Exact repetition of the data is the whole task.
*** The data ***
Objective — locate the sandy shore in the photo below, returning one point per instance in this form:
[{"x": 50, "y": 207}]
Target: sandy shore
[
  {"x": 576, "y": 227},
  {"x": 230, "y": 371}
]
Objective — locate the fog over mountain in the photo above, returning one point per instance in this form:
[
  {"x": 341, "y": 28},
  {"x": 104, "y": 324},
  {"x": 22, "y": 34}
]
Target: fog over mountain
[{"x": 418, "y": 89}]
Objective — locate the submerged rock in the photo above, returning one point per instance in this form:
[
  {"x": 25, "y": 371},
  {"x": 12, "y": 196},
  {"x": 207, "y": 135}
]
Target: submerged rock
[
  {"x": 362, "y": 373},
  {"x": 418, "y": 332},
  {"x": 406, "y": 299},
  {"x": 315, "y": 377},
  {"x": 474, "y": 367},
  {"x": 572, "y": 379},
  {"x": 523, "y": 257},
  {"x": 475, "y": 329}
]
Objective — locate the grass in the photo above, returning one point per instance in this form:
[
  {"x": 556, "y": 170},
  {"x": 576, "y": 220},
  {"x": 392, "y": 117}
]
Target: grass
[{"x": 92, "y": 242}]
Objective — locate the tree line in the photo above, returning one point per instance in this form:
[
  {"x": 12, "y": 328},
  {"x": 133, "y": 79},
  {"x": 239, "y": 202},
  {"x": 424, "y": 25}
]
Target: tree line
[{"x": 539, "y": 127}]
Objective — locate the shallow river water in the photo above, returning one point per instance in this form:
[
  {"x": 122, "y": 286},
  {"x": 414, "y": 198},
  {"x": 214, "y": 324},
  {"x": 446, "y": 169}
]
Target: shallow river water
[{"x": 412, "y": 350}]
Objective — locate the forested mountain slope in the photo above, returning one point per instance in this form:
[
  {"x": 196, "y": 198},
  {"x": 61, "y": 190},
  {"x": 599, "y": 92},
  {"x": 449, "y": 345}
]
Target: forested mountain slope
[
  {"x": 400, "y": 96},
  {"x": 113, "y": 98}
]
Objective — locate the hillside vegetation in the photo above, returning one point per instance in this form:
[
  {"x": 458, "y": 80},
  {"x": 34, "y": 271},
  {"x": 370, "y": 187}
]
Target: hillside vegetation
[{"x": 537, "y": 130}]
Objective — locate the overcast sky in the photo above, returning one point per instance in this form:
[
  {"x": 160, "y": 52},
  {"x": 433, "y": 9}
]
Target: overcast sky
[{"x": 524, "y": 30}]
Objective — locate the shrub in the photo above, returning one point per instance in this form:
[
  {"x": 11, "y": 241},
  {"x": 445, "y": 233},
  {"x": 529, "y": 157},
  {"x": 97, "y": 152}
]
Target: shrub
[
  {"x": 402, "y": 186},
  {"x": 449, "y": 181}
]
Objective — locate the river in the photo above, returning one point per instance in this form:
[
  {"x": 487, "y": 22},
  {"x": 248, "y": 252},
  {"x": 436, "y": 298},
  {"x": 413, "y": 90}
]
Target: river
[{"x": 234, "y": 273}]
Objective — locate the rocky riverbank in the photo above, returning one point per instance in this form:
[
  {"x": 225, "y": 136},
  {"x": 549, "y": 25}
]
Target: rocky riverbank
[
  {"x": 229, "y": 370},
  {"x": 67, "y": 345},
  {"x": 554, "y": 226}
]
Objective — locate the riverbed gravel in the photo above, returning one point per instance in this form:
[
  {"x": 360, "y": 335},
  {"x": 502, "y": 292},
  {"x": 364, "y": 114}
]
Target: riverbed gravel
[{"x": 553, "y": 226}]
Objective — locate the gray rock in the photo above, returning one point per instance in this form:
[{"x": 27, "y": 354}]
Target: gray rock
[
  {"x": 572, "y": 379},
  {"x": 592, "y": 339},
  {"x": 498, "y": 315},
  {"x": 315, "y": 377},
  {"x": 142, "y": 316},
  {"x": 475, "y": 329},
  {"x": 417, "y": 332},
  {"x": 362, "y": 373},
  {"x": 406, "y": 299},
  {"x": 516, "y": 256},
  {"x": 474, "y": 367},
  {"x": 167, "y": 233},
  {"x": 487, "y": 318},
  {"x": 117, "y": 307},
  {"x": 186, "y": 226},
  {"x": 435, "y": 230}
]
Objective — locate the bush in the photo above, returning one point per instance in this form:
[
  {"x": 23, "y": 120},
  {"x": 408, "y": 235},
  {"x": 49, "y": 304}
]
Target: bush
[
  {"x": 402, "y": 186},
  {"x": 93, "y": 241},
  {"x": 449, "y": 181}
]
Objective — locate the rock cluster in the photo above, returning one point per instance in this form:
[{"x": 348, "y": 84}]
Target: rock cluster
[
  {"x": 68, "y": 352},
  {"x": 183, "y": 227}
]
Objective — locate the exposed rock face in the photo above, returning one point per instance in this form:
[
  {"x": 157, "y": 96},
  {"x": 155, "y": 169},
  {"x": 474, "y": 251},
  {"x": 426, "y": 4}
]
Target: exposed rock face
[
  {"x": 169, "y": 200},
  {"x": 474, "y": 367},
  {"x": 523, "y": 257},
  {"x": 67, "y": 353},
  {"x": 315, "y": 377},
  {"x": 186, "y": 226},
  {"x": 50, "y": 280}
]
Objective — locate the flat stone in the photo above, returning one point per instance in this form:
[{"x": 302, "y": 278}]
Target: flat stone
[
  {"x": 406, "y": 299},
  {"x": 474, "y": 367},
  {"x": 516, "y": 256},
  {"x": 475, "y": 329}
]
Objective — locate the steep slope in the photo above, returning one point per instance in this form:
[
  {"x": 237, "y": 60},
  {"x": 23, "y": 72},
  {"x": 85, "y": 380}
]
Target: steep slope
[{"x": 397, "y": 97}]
*** End of The data ***
**Solved exercise:**
Objective — locate the sandy shore in the photo below, returning one point per instance in this form:
[{"x": 50, "y": 207}]
Target: sandy shore
[
  {"x": 576, "y": 227},
  {"x": 230, "y": 371}
]
Objective — locate the fog over mountain in the photo above, returning one point per instance in this form:
[
  {"x": 341, "y": 28},
  {"x": 104, "y": 324},
  {"x": 22, "y": 34}
]
Target: fog over mountain
[{"x": 418, "y": 89}]
Objective — locate the submerged rock in the photo above, returning one point per instance in this form:
[
  {"x": 25, "y": 371},
  {"x": 12, "y": 196},
  {"x": 207, "y": 135}
]
Target: submerged rock
[
  {"x": 362, "y": 373},
  {"x": 418, "y": 332},
  {"x": 406, "y": 299},
  {"x": 315, "y": 377},
  {"x": 474, "y": 367},
  {"x": 572, "y": 379},
  {"x": 523, "y": 257},
  {"x": 475, "y": 329}
]
Objective — locate the grass in the photo above, returning one point per instance in this form:
[
  {"x": 556, "y": 170},
  {"x": 576, "y": 220},
  {"x": 392, "y": 117}
]
Target: grass
[{"x": 92, "y": 242}]
Objective — locate the tree line in the photo above, returning one point per instance in this form:
[
  {"x": 12, "y": 328},
  {"x": 133, "y": 79},
  {"x": 239, "y": 202},
  {"x": 424, "y": 25}
]
Target: tree line
[{"x": 539, "y": 127}]
Objective — locate the shallow river water in the photo above, returning one point per instance in this form:
[
  {"x": 122, "y": 286},
  {"x": 414, "y": 198},
  {"x": 214, "y": 324},
  {"x": 446, "y": 169}
]
Target: shallow river water
[{"x": 412, "y": 350}]
Objective — locate the forested mountain slope in the photo above, returning one point per instance in this form:
[
  {"x": 196, "y": 198},
  {"x": 61, "y": 190},
  {"x": 599, "y": 92},
  {"x": 449, "y": 345}
]
Target: forested mountain slope
[
  {"x": 400, "y": 96},
  {"x": 113, "y": 98}
]
Objective — locate the hillside vegetation in the photo above, returning one point per instance in this form:
[
  {"x": 458, "y": 80},
  {"x": 34, "y": 271},
  {"x": 370, "y": 187}
]
Target: hillside vegetation
[{"x": 537, "y": 130}]
Objective — locate the overcast sky in the photo above, returning one point per instance in this form:
[
  {"x": 160, "y": 52},
  {"x": 433, "y": 9}
]
Target: overcast sky
[{"x": 524, "y": 30}]
Objective — locate the shrub in the photo above, returning one point per instance in this form:
[
  {"x": 11, "y": 241},
  {"x": 445, "y": 233},
  {"x": 529, "y": 157},
  {"x": 97, "y": 152}
]
Target: shrub
[
  {"x": 402, "y": 186},
  {"x": 449, "y": 181}
]
Objective — locate the river in the photo above, returning one point per instance in this form:
[
  {"x": 487, "y": 22},
  {"x": 248, "y": 252},
  {"x": 436, "y": 298},
  {"x": 413, "y": 90}
]
Target: river
[{"x": 234, "y": 273}]
Objective — locate the rocky riverbank in the photo above, returning one point per instance in this form:
[
  {"x": 225, "y": 136},
  {"x": 549, "y": 25}
]
Target: rocky riverbank
[
  {"x": 229, "y": 370},
  {"x": 67, "y": 345},
  {"x": 554, "y": 226}
]
Objective — locate the riverbed gravel in the photo above, returning one point per instance in this form:
[
  {"x": 360, "y": 335},
  {"x": 502, "y": 292},
  {"x": 364, "y": 114}
]
Target: riverbed gravel
[{"x": 553, "y": 226}]
Objective — locate the gray rock in the photo above, returning one point per instance in this form:
[{"x": 27, "y": 354}]
Target: gray rock
[
  {"x": 572, "y": 379},
  {"x": 592, "y": 339},
  {"x": 498, "y": 315},
  {"x": 315, "y": 377},
  {"x": 142, "y": 316},
  {"x": 475, "y": 329},
  {"x": 417, "y": 332},
  {"x": 362, "y": 373},
  {"x": 406, "y": 299},
  {"x": 516, "y": 256},
  {"x": 474, "y": 367},
  {"x": 167, "y": 233},
  {"x": 487, "y": 318},
  {"x": 117, "y": 307},
  {"x": 186, "y": 226},
  {"x": 435, "y": 230}
]
Objective — locate the bush in the photo above, returning one point per instance in this form:
[
  {"x": 23, "y": 120},
  {"x": 408, "y": 235},
  {"x": 49, "y": 304}
]
Target: bush
[
  {"x": 402, "y": 186},
  {"x": 93, "y": 241},
  {"x": 449, "y": 181}
]
Objective — locate the rock cluster in the photo above, returning one point per instance in this form:
[{"x": 348, "y": 84}]
Target: rock cluster
[
  {"x": 68, "y": 352},
  {"x": 183, "y": 227}
]
Objective — locate the exposed rock face in the photo above, returning one point per instance in this form:
[
  {"x": 157, "y": 96},
  {"x": 155, "y": 169},
  {"x": 474, "y": 251},
  {"x": 426, "y": 4}
]
Target: exposed rock face
[
  {"x": 169, "y": 200},
  {"x": 474, "y": 367},
  {"x": 523, "y": 257},
  {"x": 67, "y": 353},
  {"x": 315, "y": 377},
  {"x": 186, "y": 226},
  {"x": 50, "y": 280}
]
Objective — locate the flat stone in the photo above, returning one point per instance in this form:
[{"x": 302, "y": 278}]
Target: flat stone
[
  {"x": 406, "y": 299},
  {"x": 474, "y": 367},
  {"x": 516, "y": 256},
  {"x": 475, "y": 329}
]
Objective — locate the steep slope in the photo above, returning one point per instance in this form:
[
  {"x": 237, "y": 60},
  {"x": 23, "y": 72},
  {"x": 85, "y": 380}
]
Target: steep slope
[{"x": 397, "y": 97}]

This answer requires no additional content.